**WHAT NEEDS TO BE DONE:** Go through the entries below. Copy each line in which "Find" appears.

**PROVIDED RECORDS:**
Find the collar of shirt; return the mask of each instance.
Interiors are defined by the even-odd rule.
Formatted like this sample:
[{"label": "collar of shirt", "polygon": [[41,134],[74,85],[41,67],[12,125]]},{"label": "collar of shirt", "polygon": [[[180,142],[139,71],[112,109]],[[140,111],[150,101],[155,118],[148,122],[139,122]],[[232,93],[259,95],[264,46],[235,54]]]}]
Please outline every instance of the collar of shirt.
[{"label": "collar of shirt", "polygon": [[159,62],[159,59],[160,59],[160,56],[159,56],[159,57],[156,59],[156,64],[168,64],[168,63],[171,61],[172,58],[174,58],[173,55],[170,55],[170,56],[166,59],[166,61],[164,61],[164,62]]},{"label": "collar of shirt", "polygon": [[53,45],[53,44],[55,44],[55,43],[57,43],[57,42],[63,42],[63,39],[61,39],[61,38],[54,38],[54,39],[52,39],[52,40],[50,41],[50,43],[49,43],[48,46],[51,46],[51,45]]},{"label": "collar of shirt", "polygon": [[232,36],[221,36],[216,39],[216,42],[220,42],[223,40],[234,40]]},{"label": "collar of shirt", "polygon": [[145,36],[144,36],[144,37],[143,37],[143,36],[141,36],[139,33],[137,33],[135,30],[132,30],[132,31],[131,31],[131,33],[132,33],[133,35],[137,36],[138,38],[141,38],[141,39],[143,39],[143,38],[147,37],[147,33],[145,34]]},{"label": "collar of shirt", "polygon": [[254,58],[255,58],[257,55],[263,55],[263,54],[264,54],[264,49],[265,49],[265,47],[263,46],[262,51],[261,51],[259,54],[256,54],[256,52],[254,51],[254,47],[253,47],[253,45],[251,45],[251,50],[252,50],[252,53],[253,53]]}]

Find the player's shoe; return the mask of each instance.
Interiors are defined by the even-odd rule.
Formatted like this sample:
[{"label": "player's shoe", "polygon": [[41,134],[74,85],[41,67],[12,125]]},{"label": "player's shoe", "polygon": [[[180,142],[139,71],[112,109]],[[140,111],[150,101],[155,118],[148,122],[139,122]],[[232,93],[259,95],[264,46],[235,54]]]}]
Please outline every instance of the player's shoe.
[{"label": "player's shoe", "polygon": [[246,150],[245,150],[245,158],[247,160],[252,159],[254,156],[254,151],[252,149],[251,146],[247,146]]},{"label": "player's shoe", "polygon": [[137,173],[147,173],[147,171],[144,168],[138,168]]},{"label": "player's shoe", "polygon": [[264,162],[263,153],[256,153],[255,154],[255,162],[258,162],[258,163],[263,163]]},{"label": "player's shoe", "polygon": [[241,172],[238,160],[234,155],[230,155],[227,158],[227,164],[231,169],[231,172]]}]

**FINISHED TASK:**
Find the collar of shirt; return the mask of each instance.
Find the player's shoe; return the mask of each instance.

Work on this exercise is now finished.